» The task: Render every line of the records below as a JSON list of strings, one string per line, skipping blank lines and leaving out the pictures.

» Record excerpts:
[BEGIN]

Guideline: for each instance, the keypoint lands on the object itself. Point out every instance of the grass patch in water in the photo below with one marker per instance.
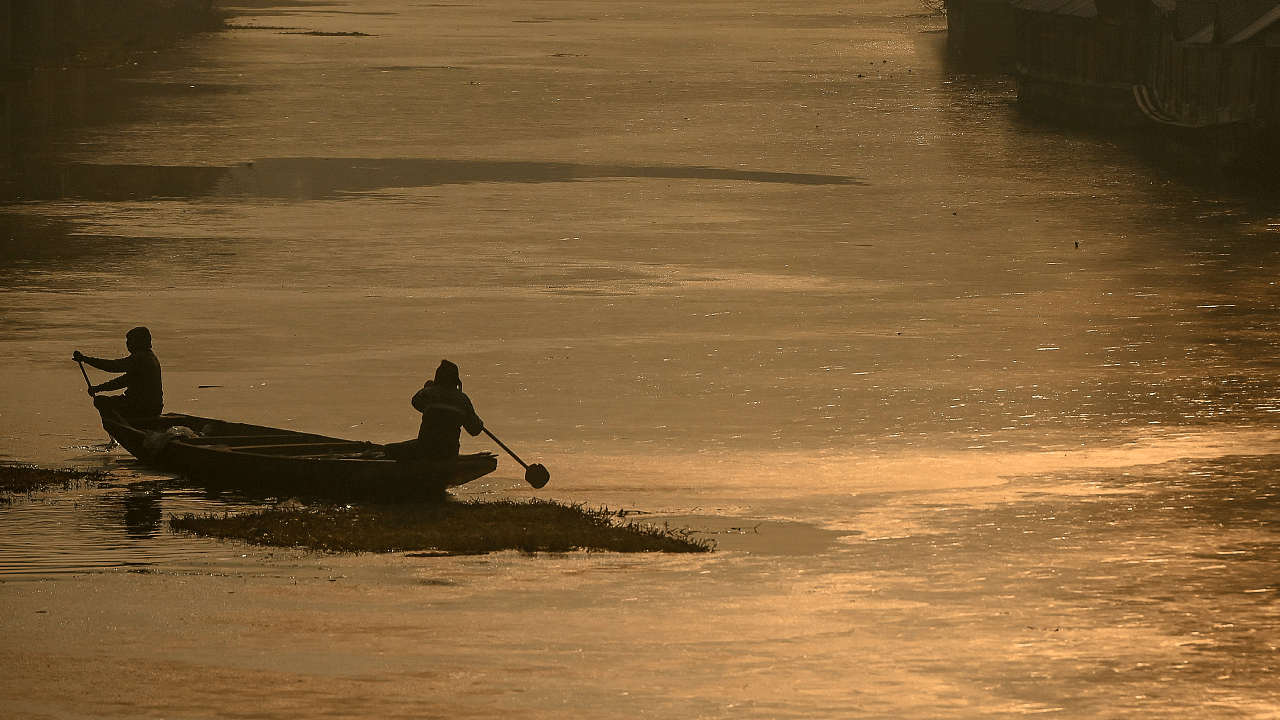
(17, 479)
(446, 528)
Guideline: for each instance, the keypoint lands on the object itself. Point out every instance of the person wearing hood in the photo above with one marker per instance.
(446, 413)
(144, 391)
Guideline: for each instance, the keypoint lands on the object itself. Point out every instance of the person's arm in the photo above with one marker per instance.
(122, 365)
(114, 383)
(472, 423)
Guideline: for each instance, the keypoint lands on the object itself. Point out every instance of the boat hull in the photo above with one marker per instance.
(266, 461)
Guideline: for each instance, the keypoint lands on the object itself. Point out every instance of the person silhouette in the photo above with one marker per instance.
(446, 411)
(144, 391)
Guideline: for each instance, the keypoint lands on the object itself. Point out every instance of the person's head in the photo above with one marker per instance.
(447, 376)
(138, 338)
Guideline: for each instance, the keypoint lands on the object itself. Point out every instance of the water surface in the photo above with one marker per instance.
(981, 410)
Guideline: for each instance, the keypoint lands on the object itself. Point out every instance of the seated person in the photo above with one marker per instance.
(144, 393)
(446, 410)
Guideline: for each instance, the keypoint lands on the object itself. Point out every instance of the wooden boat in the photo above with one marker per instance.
(269, 461)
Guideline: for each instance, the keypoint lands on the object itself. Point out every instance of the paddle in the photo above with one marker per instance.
(535, 474)
(81, 363)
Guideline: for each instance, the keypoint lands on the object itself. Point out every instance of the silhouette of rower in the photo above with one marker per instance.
(446, 411)
(144, 395)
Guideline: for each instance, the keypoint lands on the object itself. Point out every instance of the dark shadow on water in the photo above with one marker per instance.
(142, 514)
(318, 178)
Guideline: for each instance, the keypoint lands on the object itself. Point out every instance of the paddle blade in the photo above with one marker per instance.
(536, 475)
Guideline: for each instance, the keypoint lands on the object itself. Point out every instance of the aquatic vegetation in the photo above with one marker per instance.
(16, 479)
(446, 528)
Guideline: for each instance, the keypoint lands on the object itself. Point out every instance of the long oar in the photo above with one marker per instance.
(535, 474)
(81, 363)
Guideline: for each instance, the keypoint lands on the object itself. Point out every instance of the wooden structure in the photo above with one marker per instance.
(1205, 73)
(981, 33)
(265, 461)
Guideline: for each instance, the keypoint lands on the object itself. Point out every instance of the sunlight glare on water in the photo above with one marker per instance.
(965, 400)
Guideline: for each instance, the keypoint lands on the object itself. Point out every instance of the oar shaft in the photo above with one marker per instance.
(86, 376)
(504, 447)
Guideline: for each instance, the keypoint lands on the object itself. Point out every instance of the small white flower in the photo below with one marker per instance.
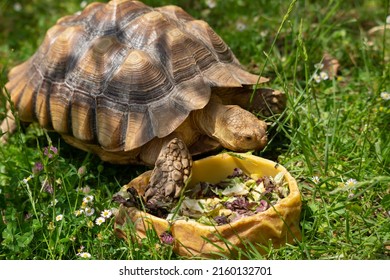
(385, 95)
(17, 7)
(53, 202)
(211, 3)
(350, 183)
(83, 4)
(324, 75)
(317, 78)
(25, 180)
(84, 255)
(106, 213)
(100, 220)
(315, 179)
(89, 211)
(240, 26)
(78, 212)
(88, 199)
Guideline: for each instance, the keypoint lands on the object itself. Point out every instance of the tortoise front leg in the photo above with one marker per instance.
(169, 177)
(8, 126)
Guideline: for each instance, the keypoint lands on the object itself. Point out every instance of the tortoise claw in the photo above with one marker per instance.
(169, 176)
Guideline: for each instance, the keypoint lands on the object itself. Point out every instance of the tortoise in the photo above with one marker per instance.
(135, 84)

[END]

» Result below:
[
  "Guideline: for each instance, the keypoint lands on the object itself. Point out every instance of the grass patch in water in the photo below with one marker per instance.",
  "(17, 479)",
  "(446, 528)",
  "Guideline: for each instance, the keypoint lands on the object itself. Point out every instance of the person wearing hood in the photo above with one marker per instance.",
  "(446, 413)",
  "(144, 391)",
  "Guideline: for each instance, the keypoint lands on the object itself. Point out every instance of the person's arm in the photo above with one marker per instance.",
  "(122, 365)",
  "(114, 383)",
  "(472, 423)",
  "Guideline: for each instance, the keypoint lands on the object itself. Point out every instance of the boat hull in the photo above with one marker per instance.",
  "(266, 461)",
  "Guideline: for each instance, the keypoint lands on the object itself. Point out every instance of the person silhouette in the photo above with one marker per instance.",
  "(446, 411)",
  "(144, 391)",
  "Guideline: for each instance, the keypoint lands on the object itself. Point out every instance of the person's head in the photo above with one marker per instance.",
  "(447, 376)",
  "(138, 338)",
  "Guideline: for each instance, the keypoint lands on the object itself. Point out every instance of the water surface in the photo above with one marker per instance.",
  "(981, 410)",
  "Guideline: for each instance, the keypoint lands on the object itself. Point out every instance of the seated person in the photo above with one marker per instance.",
  "(144, 393)",
  "(446, 410)",
  "Guideline: for each instance, the keypoint lands on the object itself. Point out every instance of the wooden boat in the photo above with one marker per instance.",
  "(269, 461)",
  "Guideline: for each instance, the keypoint lands on the object itself. Point out every instance of the paddle in the photo above with one marker per instance.",
  "(535, 474)",
  "(81, 363)",
  "Guideline: for each instance, the keypoint lands on the object itself. Point out every instance of the silhouette of rower in the photo above with one marker per instance.",
  "(446, 411)",
  "(144, 395)",
  "Guideline: for each instance, the keypoint lands on the object itself. Point out every instance of the dark shadow on water in the photo above with one marker per instance.",
  "(142, 514)",
  "(318, 178)",
  "Guideline: for each instance, the keypoint lands on the object itself. Point out every instance of the paddle blade in the photo above with one marker per instance.",
  "(536, 475)",
  "Guideline: for each instance, the keypoint lands on the object itself. Point out every instance of the aquatic vegetation in the photo above with one marker per instance.",
  "(16, 479)",
  "(446, 528)",
  "Guideline: for each instance, the keypoint lands on the object itself. Point out every instance of the long oar in the photo above with one marker per instance.",
  "(535, 474)",
  "(81, 363)",
  "Guideline: for each instance, the keypoint lands on the object itself. Point out every instance of the wooden structure in the photo above with one marker per instance.",
  "(1205, 73)",
  "(981, 33)",
  "(265, 461)",
  "Guideline: for each instance, the keypoint lands on the object itself. Point out every instance of the sunlight glare on water in the photo above with one marker per instance.",
  "(965, 400)",
  "Guideline: for each instance, the keypoint lands on the object itself. Point out every instance of the oar shaft in the photo above with one marker per instance.",
  "(86, 376)",
  "(504, 447)",
  "Guideline: for each instance, the keypoint lands on the object itself. Point out every instance of the small white flower in the photo below with one marker per instance.",
  "(385, 95)",
  "(17, 7)",
  "(53, 202)",
  "(211, 3)",
  "(350, 183)",
  "(83, 4)",
  "(324, 75)",
  "(317, 78)",
  "(25, 180)",
  "(84, 255)",
  "(106, 213)",
  "(100, 220)",
  "(315, 179)",
  "(89, 211)",
  "(240, 26)",
  "(78, 212)",
  "(88, 199)",
  "Guideline: for each instance, the keypoint lands on the object itself. Point out every instance of the tortoise front leg in the photo above with one marker per instance.",
  "(169, 177)",
  "(8, 126)",
  "Guideline: for each instance, the keypoint lands on the object itself. Point out every instance of the tortoise claw in the photo above with one marker per instance.",
  "(169, 176)",
  "Guideline: for each instance, the keypoint lands on the object itself. Point out every instance of the tortoise in the photo above with one marker per instance.",
  "(135, 84)"
]